[Description of the task] Before you finish, make sure each line of the records has been retyped exactly.

[Material for this exercise]
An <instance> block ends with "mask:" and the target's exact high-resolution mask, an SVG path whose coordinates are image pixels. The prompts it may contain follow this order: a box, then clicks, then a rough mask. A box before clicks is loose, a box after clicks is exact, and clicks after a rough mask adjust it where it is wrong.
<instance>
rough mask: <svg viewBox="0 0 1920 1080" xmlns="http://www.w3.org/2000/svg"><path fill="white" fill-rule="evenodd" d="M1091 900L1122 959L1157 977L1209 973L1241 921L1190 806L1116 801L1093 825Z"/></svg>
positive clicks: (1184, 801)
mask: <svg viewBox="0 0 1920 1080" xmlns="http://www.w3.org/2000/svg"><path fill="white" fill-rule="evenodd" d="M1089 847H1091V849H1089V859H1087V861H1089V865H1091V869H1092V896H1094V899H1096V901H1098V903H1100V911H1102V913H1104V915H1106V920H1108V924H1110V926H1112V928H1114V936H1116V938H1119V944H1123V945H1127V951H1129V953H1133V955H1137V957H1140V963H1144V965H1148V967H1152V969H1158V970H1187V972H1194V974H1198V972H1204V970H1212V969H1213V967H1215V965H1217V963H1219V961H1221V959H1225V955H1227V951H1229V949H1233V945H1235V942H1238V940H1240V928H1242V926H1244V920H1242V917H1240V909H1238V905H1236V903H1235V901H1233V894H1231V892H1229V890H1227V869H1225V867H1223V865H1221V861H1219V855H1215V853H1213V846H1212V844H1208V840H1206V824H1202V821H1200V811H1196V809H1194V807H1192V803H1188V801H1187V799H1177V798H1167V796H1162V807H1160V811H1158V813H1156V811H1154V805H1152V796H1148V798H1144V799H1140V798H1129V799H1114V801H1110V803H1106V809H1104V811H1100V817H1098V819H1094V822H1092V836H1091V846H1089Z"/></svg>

[Answer box]
An <instance> block ends with "mask:" and the target's exact high-resolution mask, an SVG path whose coordinates are image pixels. The prompts it may contain follow this order: a box, then clicks, then a rough mask. A box before clicks is loose, a box after clicks is exact, and clicks after a rough mask adjust it where it is wrong.
<instance>
rough mask: <svg viewBox="0 0 1920 1080" xmlns="http://www.w3.org/2000/svg"><path fill="white" fill-rule="evenodd" d="M1091 900L1122 959L1157 977L1209 973L1241 921L1190 806L1116 801L1093 825Z"/></svg>
positive clicks: (1184, 801)
mask: <svg viewBox="0 0 1920 1080" xmlns="http://www.w3.org/2000/svg"><path fill="white" fill-rule="evenodd" d="M1089 847H1091V849H1089V859H1087V861H1089V865H1091V869H1092V896H1094V899H1096V901H1098V903H1100V911H1102V913H1104V915H1106V920H1108V924H1110V926H1112V928H1114V936H1116V938H1119V944H1123V945H1127V951H1129V953H1133V955H1137V957H1140V963H1144V965H1148V967H1152V969H1158V970H1187V972H1194V974H1198V972H1204V970H1212V969H1213V967H1215V965H1217V963H1219V961H1221V959H1225V955H1227V951H1229V949H1233V945H1235V942H1238V940H1240V928H1242V926H1244V920H1242V917H1240V909H1238V905H1236V903H1235V901H1233V894H1231V892H1229V890H1227V869H1225V867H1223V865H1221V861H1219V855H1215V853H1213V846H1212V844H1208V840H1206V824H1202V821H1200V811H1196V809H1194V807H1192V803H1188V801H1187V799H1177V798H1167V796H1162V807H1160V811H1158V813H1156V811H1154V805H1152V796H1148V798H1144V799H1140V798H1129V799H1114V801H1110V803H1106V809H1104V811H1100V817H1098V819H1094V822H1092V836H1091V846H1089Z"/></svg>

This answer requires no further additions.